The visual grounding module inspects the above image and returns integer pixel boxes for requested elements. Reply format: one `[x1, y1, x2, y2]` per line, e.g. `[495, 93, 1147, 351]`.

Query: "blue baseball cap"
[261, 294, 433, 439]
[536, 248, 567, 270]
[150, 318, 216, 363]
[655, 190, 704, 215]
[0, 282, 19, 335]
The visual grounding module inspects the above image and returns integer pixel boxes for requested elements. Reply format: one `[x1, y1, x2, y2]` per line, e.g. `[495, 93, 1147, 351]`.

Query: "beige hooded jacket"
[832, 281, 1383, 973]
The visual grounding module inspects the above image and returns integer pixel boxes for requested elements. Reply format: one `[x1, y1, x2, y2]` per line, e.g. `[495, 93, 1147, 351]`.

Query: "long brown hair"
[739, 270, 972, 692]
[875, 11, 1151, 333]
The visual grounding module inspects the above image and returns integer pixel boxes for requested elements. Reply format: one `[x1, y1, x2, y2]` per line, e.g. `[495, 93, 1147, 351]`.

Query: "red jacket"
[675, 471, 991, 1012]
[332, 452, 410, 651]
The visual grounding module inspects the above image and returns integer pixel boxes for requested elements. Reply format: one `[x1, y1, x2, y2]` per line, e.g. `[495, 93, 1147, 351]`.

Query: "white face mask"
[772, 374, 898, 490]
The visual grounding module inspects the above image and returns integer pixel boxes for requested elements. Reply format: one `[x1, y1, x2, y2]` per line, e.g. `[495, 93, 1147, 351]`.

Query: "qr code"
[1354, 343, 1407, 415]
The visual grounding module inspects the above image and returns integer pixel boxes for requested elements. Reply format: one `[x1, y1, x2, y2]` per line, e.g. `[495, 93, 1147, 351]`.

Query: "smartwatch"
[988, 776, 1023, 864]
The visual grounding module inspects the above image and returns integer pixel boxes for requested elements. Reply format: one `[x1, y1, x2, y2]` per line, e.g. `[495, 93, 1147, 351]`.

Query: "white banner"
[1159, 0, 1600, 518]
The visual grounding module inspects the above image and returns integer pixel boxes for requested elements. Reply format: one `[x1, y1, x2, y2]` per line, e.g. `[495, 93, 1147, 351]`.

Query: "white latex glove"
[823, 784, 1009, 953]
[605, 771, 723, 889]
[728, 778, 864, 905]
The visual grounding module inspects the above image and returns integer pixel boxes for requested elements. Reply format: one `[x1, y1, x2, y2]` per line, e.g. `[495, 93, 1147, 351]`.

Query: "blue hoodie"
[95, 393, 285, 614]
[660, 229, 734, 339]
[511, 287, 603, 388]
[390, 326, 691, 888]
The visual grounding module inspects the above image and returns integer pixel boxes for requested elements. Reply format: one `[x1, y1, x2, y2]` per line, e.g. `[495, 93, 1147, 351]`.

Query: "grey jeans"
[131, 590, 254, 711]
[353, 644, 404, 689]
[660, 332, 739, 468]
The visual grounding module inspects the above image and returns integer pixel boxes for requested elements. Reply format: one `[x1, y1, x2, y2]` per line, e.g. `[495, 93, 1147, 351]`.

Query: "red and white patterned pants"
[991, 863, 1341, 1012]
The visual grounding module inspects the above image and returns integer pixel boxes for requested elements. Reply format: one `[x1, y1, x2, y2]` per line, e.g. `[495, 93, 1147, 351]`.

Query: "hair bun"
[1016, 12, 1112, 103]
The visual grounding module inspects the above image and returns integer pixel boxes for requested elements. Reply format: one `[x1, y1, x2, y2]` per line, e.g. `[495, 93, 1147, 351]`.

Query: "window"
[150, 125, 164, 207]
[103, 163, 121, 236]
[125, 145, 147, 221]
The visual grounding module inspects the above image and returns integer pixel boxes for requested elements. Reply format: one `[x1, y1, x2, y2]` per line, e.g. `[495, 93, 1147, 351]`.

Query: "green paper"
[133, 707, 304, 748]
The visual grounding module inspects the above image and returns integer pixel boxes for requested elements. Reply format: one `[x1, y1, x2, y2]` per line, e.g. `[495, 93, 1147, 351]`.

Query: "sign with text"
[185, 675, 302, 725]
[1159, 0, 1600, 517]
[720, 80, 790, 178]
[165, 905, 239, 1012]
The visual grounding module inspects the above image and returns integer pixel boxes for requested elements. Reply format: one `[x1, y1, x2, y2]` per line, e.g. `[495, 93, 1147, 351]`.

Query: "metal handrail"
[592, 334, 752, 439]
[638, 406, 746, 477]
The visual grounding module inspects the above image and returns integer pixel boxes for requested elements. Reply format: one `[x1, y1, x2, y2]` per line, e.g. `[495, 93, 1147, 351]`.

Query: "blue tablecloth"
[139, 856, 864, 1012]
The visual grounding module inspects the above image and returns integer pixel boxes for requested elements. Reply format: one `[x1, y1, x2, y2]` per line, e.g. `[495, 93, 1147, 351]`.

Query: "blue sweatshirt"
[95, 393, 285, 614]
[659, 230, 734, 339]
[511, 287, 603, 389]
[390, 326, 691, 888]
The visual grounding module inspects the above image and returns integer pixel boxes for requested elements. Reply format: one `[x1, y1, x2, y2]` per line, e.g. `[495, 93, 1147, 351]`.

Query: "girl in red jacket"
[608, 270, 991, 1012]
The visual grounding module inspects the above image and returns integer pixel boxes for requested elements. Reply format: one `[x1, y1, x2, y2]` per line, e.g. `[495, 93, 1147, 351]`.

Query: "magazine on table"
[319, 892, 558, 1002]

- TASK PROMPT -
The response should reproduce every entry above exactly.

- COMPLETED EXERCISE -
The visual grounding module inspects the above image and returns integer pixel boxes for requested elements. Reply format: one `[x1, y1, x2, y2]` per line, e.g. `[495, 93, 1147, 351]`.

Query: "blue baseball cap"
[261, 294, 433, 439]
[536, 248, 567, 270]
[150, 318, 216, 363]
[655, 190, 704, 215]
[0, 282, 19, 335]
The visual grounding module inspects the above image and returns integer pixel boxes for requested elements. Reply format: one `[x1, y1, x2, y2]` per line, e.g. `[495, 93, 1147, 351]`.

Query: "beige hooded jacket"
[832, 281, 1383, 973]
The visual grounding module inspects the above image and returns integer pixel boxes for requested elements. Reply format: one `[x1, y1, x2, y2]` per line, e.g. `[495, 93, 1147, 351]`.

Query: "long brown hair"
[739, 270, 972, 692]
[875, 11, 1151, 333]
The visual grounding module inspects the above image and returns integer pixel boxes for requested elements. Reply format: one `[x1, y1, x2, y2]` per line, e.g. `[495, 93, 1147, 351]`.

Query: "red jacket"
[675, 471, 991, 1012]
[332, 452, 410, 651]
The visual grounding module inspects the above image and returns integer pixel boxes for requested elements. Reply format: one `[x1, y1, x2, y2]` per line, e.g. `[495, 93, 1147, 351]`.

Query: "white face mask"
[772, 374, 898, 490]
The visual grounding module inspects the above image and returns integer pixel boxes for requested elements. Reply format: one `[x1, y1, x2, y2]` per line, e.g. `[495, 93, 1147, 351]`.

Query: "qr code"
[1354, 343, 1407, 415]
The visual grounding module inspects the above image and returns integer pixel boxes for requested elements. Reply format: one `[x1, y1, x2, y2]` per line, e.g. `[495, 93, 1147, 351]`.

Query: "smartwatch"
[988, 776, 1023, 864]
The visual grounding module inspects the above image and returns integer pixel boxes for requested elements. Reply format: one `[x1, y1, x2, y2]` per line, e.g. `[495, 93, 1147, 351]`.

Query: "white banner"
[1159, 0, 1600, 518]
The visual grounding module inspects the above image and returns integer pixel boxes for requested elements. Reply format: one `[x1, y1, x2, y2]` per line, e.g. `[495, 93, 1147, 351]`.

Query: "white latex glove"
[823, 784, 1009, 953]
[605, 771, 723, 889]
[728, 778, 864, 905]
The visual grounding module inspects the above image and returns integer pixel boxes for requested elements. Reply format: one `[x1, y1, x2, y2]` per line, e.g. `[495, 93, 1147, 351]`.

Query: "blue hoodie"
[95, 393, 285, 614]
[660, 229, 734, 339]
[511, 287, 603, 388]
[390, 326, 691, 888]
The visual grounding module inspects the above image and returns integer pixel boxes for requested elements. Reply format: one `[x1, y1, x2, y2]` per line, e.g. `[495, 93, 1147, 351]`.

Query: "grey jeans"
[131, 590, 254, 711]
[353, 644, 404, 689]
[660, 332, 739, 468]
The visual grounding module inspects the above image and returns integer pixel boxes for requested elements. Reply format: one `[x1, y1, x2, y2]` per line, e.g. `[495, 93, 1147, 351]`.

Query: "red and white patterned pants"
[991, 863, 1341, 1012]
The visual grounding module inspects the above image and returns integer pixel boxes for requested elements. Reply format: one `[x1, y1, x2, y2]` per line, e.g. `[495, 93, 1147, 351]`.

Query: "hair bun"
[1016, 12, 1112, 103]
The visual grounding module inspects the above image and returns integer pixel boxes for requested elements. Reply format: one `[x1, y1, x2, y2]` per line, e.g. `[495, 93, 1147, 351]`.

Query: "window"
[150, 125, 164, 207]
[103, 163, 121, 236]
[125, 145, 147, 221]
The visual grounding module inspects the above image and returns integer pixel boxes for requested elements. Reply format: one `[x1, y1, x2, y2]` per line, e.g. `[495, 93, 1147, 351]`.

Query: "green paper"
[133, 707, 304, 748]
The visual grounding module inspects the above image and returns integer pixel boxes for requested elements. Reply format: one `[x1, y1, x2, y2]` per line, e.g. `[495, 93, 1147, 351]`.

Query: "sign with text"
[185, 675, 302, 725]
[1159, 0, 1600, 517]
[720, 80, 790, 178]
[165, 905, 239, 1012]
The visual grounding module inspects the above image and returns integer pixel boxes for requested elements. Reply format: one `[x1, y1, x2, y2]` per line, e.g. `[495, 93, 1147, 351]`.

Query: "metal handrail"
[592, 334, 752, 439]
[638, 406, 746, 477]
The visual grounding module inspects the above image and returns integer pixel boxes for requested elements. Reply format: one `[x1, y1, x2, y2]` per line, e.g. `[495, 93, 1147, 351]`.

Query: "blue tablecloth"
[139, 856, 864, 1012]
The visual grounding module inspects the above image and returns integer pixel boxes for requested elements. Reply format: one `[x1, y1, x2, y2]` per line, e.g. `[495, 93, 1147, 351]`.

Query: "blue sweatshirt"
[95, 393, 285, 614]
[659, 230, 734, 339]
[511, 287, 603, 389]
[390, 326, 691, 888]
The visual grounding module inspects the above image and returns integer pixel boxes for requested elements. Reply format: one `[x1, y1, x2, y2]` per line, e.g. `[495, 93, 1147, 351]`.

Query: "girl in red jacket"
[608, 270, 991, 1012]
The visual grounding module inspects the above image and returns integer pixel boxes for requested elements. Reply format: one `[x1, y1, x2, y2]` per line, e.g. `[495, 93, 1147, 351]`.

Query: "magazine on table"
[319, 892, 558, 1002]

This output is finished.